* **Your instructions**:
Here is a listing. Write it all out again exactly, but not its pictures.
═════ Records shown ═════
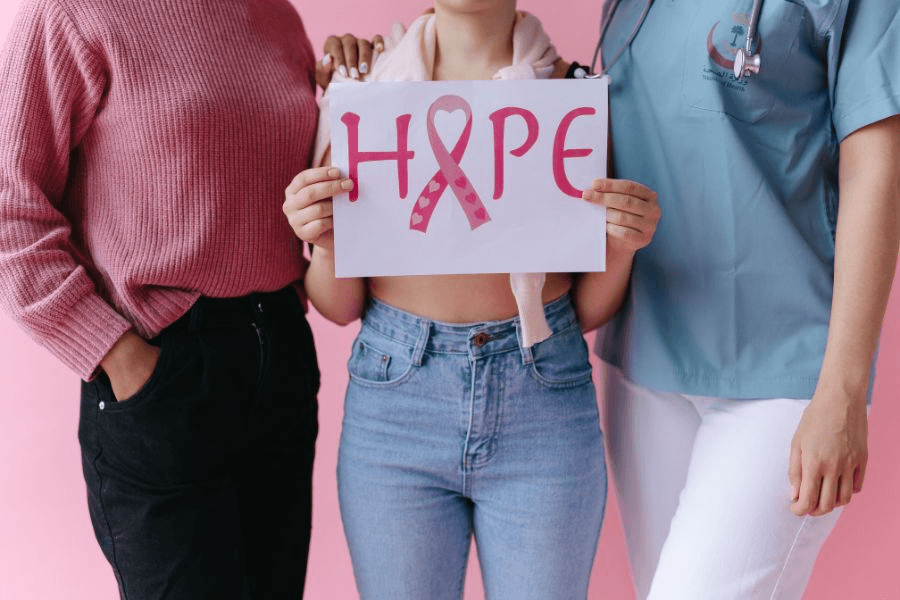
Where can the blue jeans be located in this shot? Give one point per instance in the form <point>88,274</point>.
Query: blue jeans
<point>451,430</point>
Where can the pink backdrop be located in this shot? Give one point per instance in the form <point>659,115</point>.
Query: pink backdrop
<point>47,548</point>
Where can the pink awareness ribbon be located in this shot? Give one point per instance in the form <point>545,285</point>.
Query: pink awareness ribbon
<point>448,171</point>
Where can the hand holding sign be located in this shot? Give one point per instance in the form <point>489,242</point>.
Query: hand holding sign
<point>632,213</point>
<point>308,205</point>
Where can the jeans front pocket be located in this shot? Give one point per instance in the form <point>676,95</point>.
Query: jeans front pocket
<point>377,360</point>
<point>562,360</point>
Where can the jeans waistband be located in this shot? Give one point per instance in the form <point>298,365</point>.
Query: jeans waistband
<point>476,339</point>
<point>225,313</point>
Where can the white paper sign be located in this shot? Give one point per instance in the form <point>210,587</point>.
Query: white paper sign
<point>469,176</point>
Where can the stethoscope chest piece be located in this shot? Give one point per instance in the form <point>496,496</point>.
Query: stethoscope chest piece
<point>745,64</point>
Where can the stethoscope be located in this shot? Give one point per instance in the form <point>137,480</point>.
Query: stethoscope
<point>746,62</point>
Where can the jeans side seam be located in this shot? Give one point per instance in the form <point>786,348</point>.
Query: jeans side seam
<point>112,540</point>
<point>788,558</point>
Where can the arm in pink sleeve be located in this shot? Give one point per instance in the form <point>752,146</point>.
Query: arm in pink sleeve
<point>52,86</point>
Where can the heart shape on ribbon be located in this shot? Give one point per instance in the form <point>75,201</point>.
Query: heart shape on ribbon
<point>449,168</point>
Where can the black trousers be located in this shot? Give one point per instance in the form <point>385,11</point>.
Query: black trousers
<point>200,485</point>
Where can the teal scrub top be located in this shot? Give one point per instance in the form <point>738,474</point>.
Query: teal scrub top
<point>732,298</point>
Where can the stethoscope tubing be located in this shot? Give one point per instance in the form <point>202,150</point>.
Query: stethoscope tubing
<point>609,11</point>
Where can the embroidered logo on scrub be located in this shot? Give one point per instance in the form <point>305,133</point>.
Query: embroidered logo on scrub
<point>722,45</point>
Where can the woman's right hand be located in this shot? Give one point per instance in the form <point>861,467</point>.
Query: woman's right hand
<point>349,55</point>
<point>308,205</point>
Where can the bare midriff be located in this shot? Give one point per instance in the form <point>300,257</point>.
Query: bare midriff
<point>459,298</point>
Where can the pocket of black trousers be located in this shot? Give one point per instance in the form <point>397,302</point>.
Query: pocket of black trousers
<point>177,430</point>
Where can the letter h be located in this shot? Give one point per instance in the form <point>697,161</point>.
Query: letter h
<point>402,155</point>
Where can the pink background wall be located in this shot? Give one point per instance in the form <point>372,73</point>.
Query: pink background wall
<point>47,549</point>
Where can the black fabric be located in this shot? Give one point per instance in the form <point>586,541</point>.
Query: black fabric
<point>200,485</point>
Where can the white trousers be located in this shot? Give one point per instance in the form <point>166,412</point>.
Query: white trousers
<point>704,494</point>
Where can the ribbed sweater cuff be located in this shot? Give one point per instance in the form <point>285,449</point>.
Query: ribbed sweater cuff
<point>91,329</point>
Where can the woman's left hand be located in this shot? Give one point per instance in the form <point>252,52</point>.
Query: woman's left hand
<point>632,213</point>
<point>828,454</point>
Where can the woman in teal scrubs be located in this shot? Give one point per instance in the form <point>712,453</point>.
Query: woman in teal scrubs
<point>737,377</point>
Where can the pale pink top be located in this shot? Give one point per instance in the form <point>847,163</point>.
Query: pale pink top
<point>144,152</point>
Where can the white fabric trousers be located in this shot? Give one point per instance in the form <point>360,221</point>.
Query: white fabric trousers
<point>704,494</point>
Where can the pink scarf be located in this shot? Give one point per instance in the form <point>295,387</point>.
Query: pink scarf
<point>409,56</point>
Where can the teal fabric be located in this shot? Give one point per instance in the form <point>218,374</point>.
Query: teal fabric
<point>733,296</point>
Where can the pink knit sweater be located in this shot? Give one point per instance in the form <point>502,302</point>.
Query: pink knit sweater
<point>144,151</point>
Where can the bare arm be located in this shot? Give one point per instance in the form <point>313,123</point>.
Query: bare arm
<point>632,213</point>
<point>309,209</point>
<point>829,450</point>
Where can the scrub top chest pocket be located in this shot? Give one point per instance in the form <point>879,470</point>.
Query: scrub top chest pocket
<point>717,30</point>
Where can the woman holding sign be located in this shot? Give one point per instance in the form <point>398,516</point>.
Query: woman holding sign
<point>737,375</point>
<point>461,416</point>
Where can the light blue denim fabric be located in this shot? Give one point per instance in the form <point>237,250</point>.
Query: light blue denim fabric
<point>451,430</point>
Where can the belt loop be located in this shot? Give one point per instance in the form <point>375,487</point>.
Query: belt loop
<point>527,356</point>
<point>424,334</point>
<point>196,316</point>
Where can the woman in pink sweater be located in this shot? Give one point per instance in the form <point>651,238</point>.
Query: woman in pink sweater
<point>144,148</point>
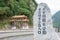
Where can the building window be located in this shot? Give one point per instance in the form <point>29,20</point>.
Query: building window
<point>43,20</point>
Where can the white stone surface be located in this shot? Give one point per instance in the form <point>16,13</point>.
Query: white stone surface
<point>48,28</point>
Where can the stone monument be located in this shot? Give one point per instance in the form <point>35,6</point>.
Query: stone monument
<point>42,24</point>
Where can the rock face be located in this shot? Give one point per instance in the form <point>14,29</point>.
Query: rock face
<point>42,24</point>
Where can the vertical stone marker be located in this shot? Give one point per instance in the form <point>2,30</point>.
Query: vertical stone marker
<point>42,24</point>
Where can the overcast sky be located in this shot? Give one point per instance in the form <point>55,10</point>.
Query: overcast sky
<point>54,5</point>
═════
* **Answer to the problem**:
Where can the blue jeans be located in this shot? Give one point per instance in the form <point>88,274</point>.
Query: blue jeans
<point>451,430</point>
Where can the pink backdrop be located in this shot? Give one point per instance in the form <point>659,115</point>.
Query: pink backdrop
<point>47,548</point>
Where can the pink awareness ribbon be located in this shot? Give one point per instance in the form <point>545,285</point>.
Query: pink awareness ribbon
<point>448,171</point>
Where can the hand holding sign be located in this shot? Give one point per instance in the form <point>489,242</point>.
Query: hand holding sign
<point>632,213</point>
<point>308,205</point>
Where can the jeans front pocket be located in this shot? Give one point per instance in the form <point>676,95</point>.
Query: jeans front pocket
<point>377,360</point>
<point>562,360</point>
Where can the jeans waistband be located in this shot? Give one point per instance in the form <point>298,365</point>.
Query: jeans waistband
<point>476,339</point>
<point>225,313</point>
Where can the white paper sign be located in this shot? Give one point per instance in the form <point>210,587</point>.
Query: white paper sign
<point>469,176</point>
Where can the stethoscope chest piece be located in this shot? Give one point per instance in the form <point>496,496</point>.
Query: stethoscope chest piece
<point>745,64</point>
Where can the stethoscope be located in this shot? Give one point per instance in the form <point>137,480</point>.
Query: stethoscope
<point>746,62</point>
Where can the jeans side seam be located in this shot? Give one point per instance in the form <point>786,348</point>.
Query: jeans side seam
<point>112,540</point>
<point>788,558</point>
Where can the arm in pink sleeve be located in this shot? Give one point per instance in the form <point>752,146</point>.
Query: arm in pink sleeve
<point>52,86</point>
Where can the heart shape on ribbon be located in this shot? Give one point per instance in the form <point>75,201</point>.
Query: heart shape on ribbon
<point>449,168</point>
Where can the black trousers be located in this shot? Give one point per instance in the form <point>385,11</point>.
Query: black trousers
<point>200,485</point>
Where can the teal scrub top be located in this shot? Give one point per instance in the form <point>738,474</point>.
Query: teal scrub top
<point>732,298</point>
Where can the stethoscope tubing be located in this shot? Give one point per instance in the form <point>202,150</point>.
Query: stethoscope tubing
<point>609,11</point>
Where can the embroidered logo on scrub be located in this shot? Give one point per instance in the form <point>305,133</point>.
Query: embroidered logo on scrub
<point>722,45</point>
Where can the woman's right hand be located in this shot? Give one point per instance in the form <point>861,467</point>.
Query: woman's right hand
<point>349,55</point>
<point>308,205</point>
Where can the bare midriff be located in this shot? Give one point per instance in the form <point>300,257</point>.
Query: bare midriff
<point>459,298</point>
Where can the pocket of black trousers be located in this shot? Give one point per instance in the form <point>397,302</point>.
Query: pocket of black trousers
<point>177,430</point>
Where can the letter h be located in this shot? Give one point per instance in the form <point>697,161</point>.
Query: letter h
<point>402,155</point>
Where can the pink background wall be located in this shot? Give one point per instance in the form <point>372,73</point>.
Query: pink background wall
<point>47,549</point>
Where can the black fabric be located in this shot? Give one point per instance in the form <point>586,541</point>.
Query: black fabric
<point>200,485</point>
Where can the white trousers be located in this shot? Give one point per instance in the form <point>166,412</point>.
Query: white trousers
<point>704,494</point>
Where can the ribbed sweater cuff be located in this shot? Give one point per instance in the form <point>285,449</point>.
Query: ribbed sweater cuff
<point>91,329</point>
Where can the woman's left hand be located in this shot? Give one point per instance in the form <point>252,52</point>.
Query: woman's left hand
<point>632,213</point>
<point>828,454</point>
Where can the woman in teal scrubs be located in this shot? Give one point per instance in the form <point>712,453</point>.
Query: woman in teal scrubs
<point>737,377</point>
Where can the pale pink top be located in this shot? Give one point per instance in the form <point>847,163</point>.
Query: pale pink top
<point>144,152</point>
Where can the white fabric trousers be located in this shot? Give one point per instance in the form <point>360,221</point>.
Query: white fabric trousers
<point>704,494</point>
Where can the pink scarf be located in this shot? Give one point per instance in the form <point>295,387</point>.
Query: pink scarf
<point>409,56</point>
Where can the teal fabric be located in this shot? Give one point per instance in the form <point>218,374</point>.
Query: teal fabric
<point>733,296</point>
Where can the pink knit sweater be located in this shot? Give one point per instance in the form <point>502,302</point>.
Query: pink knit sweater
<point>144,151</point>
Where can the bare arm be located in this shot? Give one point per instance in the form <point>313,123</point>.
Query: bare arm
<point>632,213</point>
<point>309,209</point>
<point>829,450</point>
Where can the scrub top chest pocket be located in this shot? Give one point per instance in the form <point>879,470</point>.
Query: scrub top chest pocket
<point>717,30</point>
Where can the woman holding sign be located in this shot? Give one point per instance in the form <point>398,516</point>.
Query: woman holding sign
<point>737,375</point>
<point>461,416</point>
Where can the light blue denim fabric be located in this shot? Give one point per instance in the form <point>237,250</point>.
Query: light blue denim fabric
<point>451,430</point>
Where can the belt loop be located in this shot? Give one point per instance in the form <point>375,487</point>.
Query: belt loop
<point>527,356</point>
<point>424,334</point>
<point>196,316</point>
Where can the woman in pink sweater be located in this shot? Give one point per instance in the form <point>651,238</point>.
Query: woman in pink sweater
<point>144,148</point>
Where can the building window be located in this shot? Give one point per instance in the form <point>29,20</point>.
Query: building window
<point>43,20</point>
Where can the white stone surface be located in this shot? Give one point per instance in the form <point>16,13</point>.
Query: white stone surface
<point>48,28</point>
Where can the stone monument be located in this shot? Give one point per instance in the form <point>35,6</point>.
Query: stone monument
<point>42,24</point>
Where can the rock face be located in this shot? Give one point per instance in the form <point>14,29</point>.
Query: rock face
<point>42,24</point>
Where can the vertical stone marker be located in this shot? Give one point per instance in the form <point>2,30</point>.
Query: vertical stone marker
<point>42,24</point>
Where can the overcast sky be located in this shot? Give one point per instance in the form <point>55,10</point>.
Query: overcast sky
<point>54,5</point>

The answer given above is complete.